Raw records:

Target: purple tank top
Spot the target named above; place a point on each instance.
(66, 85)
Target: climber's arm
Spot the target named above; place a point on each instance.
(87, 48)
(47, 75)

Task directions: Reproduce the listing above word for word, from start to finish.

Written reply:
Target: purple tank top
Spot the target named above; place a point on each instance.
(66, 85)
Target: climber's arm
Spot the target named above; place a point on each instance.
(87, 48)
(47, 75)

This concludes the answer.